Prompt. Leaving out the images, transcribe every record below exactly.

Records to use.
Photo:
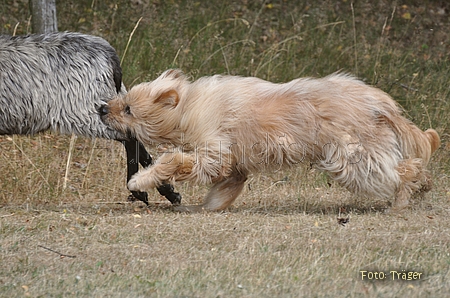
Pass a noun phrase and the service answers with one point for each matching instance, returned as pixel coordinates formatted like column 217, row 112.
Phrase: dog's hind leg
column 220, row 196
column 136, row 154
column 414, row 179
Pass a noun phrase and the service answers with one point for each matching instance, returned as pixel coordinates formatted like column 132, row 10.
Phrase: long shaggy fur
column 58, row 81
column 225, row 127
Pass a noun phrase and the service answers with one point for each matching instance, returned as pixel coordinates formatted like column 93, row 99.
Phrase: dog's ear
column 169, row 98
column 172, row 74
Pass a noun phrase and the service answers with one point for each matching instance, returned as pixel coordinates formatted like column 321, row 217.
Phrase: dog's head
column 148, row 111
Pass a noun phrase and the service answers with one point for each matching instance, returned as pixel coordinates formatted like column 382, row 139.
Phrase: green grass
column 281, row 238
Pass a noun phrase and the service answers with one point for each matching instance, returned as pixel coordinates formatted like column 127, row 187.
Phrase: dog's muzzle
column 103, row 110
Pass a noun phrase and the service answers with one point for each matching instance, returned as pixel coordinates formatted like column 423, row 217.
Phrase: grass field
column 75, row 234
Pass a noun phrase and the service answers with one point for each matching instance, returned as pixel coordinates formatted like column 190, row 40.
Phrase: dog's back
column 57, row 81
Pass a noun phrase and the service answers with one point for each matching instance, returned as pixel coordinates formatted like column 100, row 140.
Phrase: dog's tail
column 433, row 138
column 414, row 142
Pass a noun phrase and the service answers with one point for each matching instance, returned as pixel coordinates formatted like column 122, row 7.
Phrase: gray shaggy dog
column 58, row 81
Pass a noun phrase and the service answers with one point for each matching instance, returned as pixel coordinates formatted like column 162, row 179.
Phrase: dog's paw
column 142, row 181
column 133, row 184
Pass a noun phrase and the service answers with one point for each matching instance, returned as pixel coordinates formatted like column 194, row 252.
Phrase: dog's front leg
column 177, row 167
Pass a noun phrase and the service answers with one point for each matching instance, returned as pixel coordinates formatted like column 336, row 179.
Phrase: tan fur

Problem solution.
Photo:
Pass a noun phrase and the service answers with one point for each matching instance, returned as pixel coordinates formatted like column 217, row 112.
Phrase: dog's hind leg
column 220, row 196
column 136, row 154
column 414, row 179
Pass a noun phrase and the service answers with one point for each matching instance, returned as pixel coordinates formatted like column 132, row 10.
Phrase: long shaggy fur
column 58, row 81
column 225, row 127
Pass a noun phrase and the service answers with one point for each matching instance, returned as pixel coordinates formatted like column 93, row 99.
Phrase: dog's ear
column 169, row 98
column 172, row 74
Pass a noun phrase and the service answers with one point for each matching instance, returned as pixel coordinates formatted like column 321, row 217.
Phrase: dog's head
column 148, row 111
Pass a noun phrase and the service answers with one point for each matching instance, returned as pixel coordinates formatted like column 382, row 139.
Phrase: green grass
column 281, row 238
Pass a noun phrase and the service answers with one point for each matching instance, returned as pixel coordinates formatted like column 127, row 187.
Phrase: dog's muzzle
column 103, row 110
Pass a noun phrase and the service answers with one point for each matching instance, returned as pixel coordinates formatted like column 423, row 217.
Phrase: grass field
column 75, row 234
Pass a noun phrase and the service answers with one point for each matching instance, returned as pixel coordinates formatted like column 190, row 40.
Phrase: dog's back
column 57, row 81
Pass a noun phrase and the service answers with one point for each matching instance, returned as pixel coordinates formatted like column 100, row 140.
Phrase: dog's tail
column 433, row 138
column 414, row 142
Pass a noun phrase and the service answers with one point for each matching instance, returned as pixel coordinates formatted like column 122, row 7.
Phrase: gray shaggy dog
column 58, row 81
Pass a noun phrase and the service answers with one point for each matching instance, returned as pixel coordinates formatted like column 162, row 179.
Phrase: dog's paw
column 142, row 181
column 133, row 184
Pass a noun phrase and the service answers with one point for each matching instance, returned as pixel coordinates formatted like column 194, row 252.
Phrase: dog's front leg
column 177, row 167
Pass a noun phrase and the service answers with one point for each matching instance, returned as pixel coordinates formatted like column 336, row 179.
Phrase: tan fur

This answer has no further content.